◆ Directions for this task
Please repeat each line of the data exactly, with nothing left out.

[Stored data entries]
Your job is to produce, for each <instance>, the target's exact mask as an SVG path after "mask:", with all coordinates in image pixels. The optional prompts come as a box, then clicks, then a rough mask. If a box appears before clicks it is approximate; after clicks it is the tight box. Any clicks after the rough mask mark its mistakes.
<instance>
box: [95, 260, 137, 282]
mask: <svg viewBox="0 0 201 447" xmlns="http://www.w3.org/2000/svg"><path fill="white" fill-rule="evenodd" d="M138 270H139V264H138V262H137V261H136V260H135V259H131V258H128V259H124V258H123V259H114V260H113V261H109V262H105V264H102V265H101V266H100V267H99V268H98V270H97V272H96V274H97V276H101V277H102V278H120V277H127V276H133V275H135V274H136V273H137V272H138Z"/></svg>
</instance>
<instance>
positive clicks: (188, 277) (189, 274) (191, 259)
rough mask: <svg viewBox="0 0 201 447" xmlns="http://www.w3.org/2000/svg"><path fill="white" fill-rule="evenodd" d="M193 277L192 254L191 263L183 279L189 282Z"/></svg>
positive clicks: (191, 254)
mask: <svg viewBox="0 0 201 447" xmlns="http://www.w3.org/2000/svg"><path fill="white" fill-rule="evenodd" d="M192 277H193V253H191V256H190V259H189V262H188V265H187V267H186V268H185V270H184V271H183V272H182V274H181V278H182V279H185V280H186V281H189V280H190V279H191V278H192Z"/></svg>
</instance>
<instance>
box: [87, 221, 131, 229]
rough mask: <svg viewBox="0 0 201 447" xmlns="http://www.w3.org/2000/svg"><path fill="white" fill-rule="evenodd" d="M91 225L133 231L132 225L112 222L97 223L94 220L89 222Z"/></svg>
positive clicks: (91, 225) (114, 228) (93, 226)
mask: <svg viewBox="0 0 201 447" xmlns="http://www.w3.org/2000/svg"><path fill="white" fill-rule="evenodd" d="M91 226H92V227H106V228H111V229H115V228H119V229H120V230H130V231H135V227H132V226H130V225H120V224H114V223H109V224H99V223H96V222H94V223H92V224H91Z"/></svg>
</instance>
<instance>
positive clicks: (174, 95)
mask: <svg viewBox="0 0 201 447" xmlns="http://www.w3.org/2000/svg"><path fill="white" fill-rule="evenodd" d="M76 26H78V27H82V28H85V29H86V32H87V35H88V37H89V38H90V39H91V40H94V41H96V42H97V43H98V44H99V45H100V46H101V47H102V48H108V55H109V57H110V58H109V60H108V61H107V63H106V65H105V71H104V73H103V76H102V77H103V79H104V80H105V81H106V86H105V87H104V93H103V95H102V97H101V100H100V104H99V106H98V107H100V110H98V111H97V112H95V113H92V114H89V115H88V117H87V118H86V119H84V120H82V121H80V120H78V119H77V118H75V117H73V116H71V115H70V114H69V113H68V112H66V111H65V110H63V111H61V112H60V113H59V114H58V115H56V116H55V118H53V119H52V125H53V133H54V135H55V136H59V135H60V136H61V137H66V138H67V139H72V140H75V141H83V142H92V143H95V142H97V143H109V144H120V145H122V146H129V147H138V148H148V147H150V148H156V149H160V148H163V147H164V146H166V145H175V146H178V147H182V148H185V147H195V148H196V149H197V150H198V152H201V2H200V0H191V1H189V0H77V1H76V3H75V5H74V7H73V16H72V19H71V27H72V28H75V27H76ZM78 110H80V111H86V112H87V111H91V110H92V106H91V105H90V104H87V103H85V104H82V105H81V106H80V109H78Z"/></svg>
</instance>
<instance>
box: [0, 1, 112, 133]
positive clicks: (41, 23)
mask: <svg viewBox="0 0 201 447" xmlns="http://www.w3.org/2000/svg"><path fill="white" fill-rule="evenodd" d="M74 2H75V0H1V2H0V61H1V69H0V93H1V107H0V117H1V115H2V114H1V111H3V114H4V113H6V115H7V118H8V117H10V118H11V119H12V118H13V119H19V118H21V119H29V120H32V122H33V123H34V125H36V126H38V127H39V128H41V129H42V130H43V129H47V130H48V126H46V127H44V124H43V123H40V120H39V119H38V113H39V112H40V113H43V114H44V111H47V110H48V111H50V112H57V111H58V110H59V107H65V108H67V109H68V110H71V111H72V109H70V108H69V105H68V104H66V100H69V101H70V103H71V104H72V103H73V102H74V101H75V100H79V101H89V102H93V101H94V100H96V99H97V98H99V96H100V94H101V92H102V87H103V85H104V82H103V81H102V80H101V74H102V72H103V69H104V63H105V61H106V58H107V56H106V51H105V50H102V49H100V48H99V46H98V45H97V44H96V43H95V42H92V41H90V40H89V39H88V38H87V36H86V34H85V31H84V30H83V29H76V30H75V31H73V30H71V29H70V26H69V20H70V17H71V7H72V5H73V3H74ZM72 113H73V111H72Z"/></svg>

◆ Task answer
Your job is to produce, for each <instance>, the target's exact mask as an SVG path after "mask:", with all coordinates in image pixels. The optional prompts come as a box, then clicks, then a rough mask. If a box appears before clicks it is approximate; after clicks it is the tight box. Any clicks after the rough mask mark its mistakes.
<instance>
box: [95, 260, 137, 282]
mask: <svg viewBox="0 0 201 447" xmlns="http://www.w3.org/2000/svg"><path fill="white" fill-rule="evenodd" d="M138 270H139V264H138V262H137V261H136V260H135V259H131V258H128V259H124V258H123V259H114V260H113V261H109V262H105V264H102V265H101V266H100V267H99V268H98V270H97V272H96V274H97V276H101V277H102V278H120V277H127V276H133V275H135V274H136V273H137V272H138Z"/></svg>
</instance>
<instance>
positive clicks: (188, 277) (189, 274) (191, 259)
rough mask: <svg viewBox="0 0 201 447" xmlns="http://www.w3.org/2000/svg"><path fill="white" fill-rule="evenodd" d="M193 277L192 254L191 263L183 279L189 282Z"/></svg>
positive clicks: (191, 254)
mask: <svg viewBox="0 0 201 447" xmlns="http://www.w3.org/2000/svg"><path fill="white" fill-rule="evenodd" d="M192 277H193V253H191V256H190V259H189V262H188V265H187V267H186V268H185V270H184V271H183V272H182V274H181V278H182V279H185V280H186V281H189V280H190V279H191V278H192Z"/></svg>
</instance>
<instance>
box: [87, 221, 131, 229]
rough mask: <svg viewBox="0 0 201 447" xmlns="http://www.w3.org/2000/svg"><path fill="white" fill-rule="evenodd" d="M91 225L133 231L132 225L112 222L97 223L94 220L89 222Z"/></svg>
positive clicks: (91, 225) (114, 228) (93, 226)
mask: <svg viewBox="0 0 201 447" xmlns="http://www.w3.org/2000/svg"><path fill="white" fill-rule="evenodd" d="M91 226H92V227H106V228H111V229H115V228H119V229H120V230H130V231H135V227H132V226H130V225H120V224H114V223H109V224H99V223H96V222H94V223H92V224H91Z"/></svg>
</instance>
<instance>
positive clicks: (174, 95)
mask: <svg viewBox="0 0 201 447" xmlns="http://www.w3.org/2000/svg"><path fill="white" fill-rule="evenodd" d="M76 26H78V27H82V28H85V29H86V32H87V35H88V37H89V38H90V39H91V40H94V41H96V42H97V43H98V44H99V45H100V46H101V47H102V48H108V55H109V57H110V58H109V60H108V61H107V63H106V65H105V71H104V73H103V76H102V77H103V79H104V80H105V81H106V86H105V87H104V93H103V95H102V97H101V100H100V104H99V106H98V107H100V110H98V111H97V112H95V113H92V114H89V115H88V117H87V118H86V119H84V120H82V121H80V120H78V119H77V118H75V117H73V116H71V115H70V114H69V113H68V112H66V111H65V110H63V111H61V112H60V113H59V114H58V115H56V116H55V118H53V119H52V125H53V133H54V135H55V136H59V135H60V136H61V137H66V138H67V139H72V140H75V141H83V142H92V143H95V142H97V143H109V144H120V145H122V146H129V147H138V148H148V147H150V148H156V149H160V148H163V147H164V146H166V145H175V146H178V147H182V148H185V147H195V148H196V149H197V150H198V152H201V2H200V0H191V1H189V0H77V1H76V3H75V5H74V7H73V16H72V19H71V27H72V28H75V27H76ZM78 110H80V111H86V112H87V111H91V110H92V106H91V105H90V104H87V103H85V104H82V105H81V106H80V109H78Z"/></svg>
</instance>
<instance>
box: [0, 1, 112, 133]
positive clicks: (41, 23)
mask: <svg viewBox="0 0 201 447" xmlns="http://www.w3.org/2000/svg"><path fill="white" fill-rule="evenodd" d="M74 2H75V0H1V2H0V61H1V69H0V93H1V107H0V117H1V115H2V114H1V111H3V114H4V113H6V115H7V118H8V117H10V118H11V119H12V118H13V119H19V118H21V119H29V120H32V122H33V123H34V125H36V126H38V127H39V128H41V129H42V130H43V129H47V130H48V126H46V127H44V124H43V123H40V120H39V119H38V113H39V112H40V113H43V114H44V111H47V110H48V111H50V112H57V111H58V110H59V107H65V108H67V109H68V110H71V111H72V109H70V108H69V105H68V104H66V100H69V101H70V103H71V104H72V103H73V102H74V101H75V100H79V101H89V102H93V101H94V100H96V99H97V98H99V96H100V94H101V92H102V87H103V85H104V82H103V81H102V80H101V74H102V72H103V69H104V63H105V61H106V58H107V56H106V51H105V50H102V49H100V48H99V46H98V45H97V44H96V43H95V42H92V41H90V40H89V39H88V38H87V36H86V34H85V31H84V30H83V29H76V30H75V31H73V30H71V29H70V26H69V20H70V17H71V7H72V5H73V3H74ZM72 113H73V111H72Z"/></svg>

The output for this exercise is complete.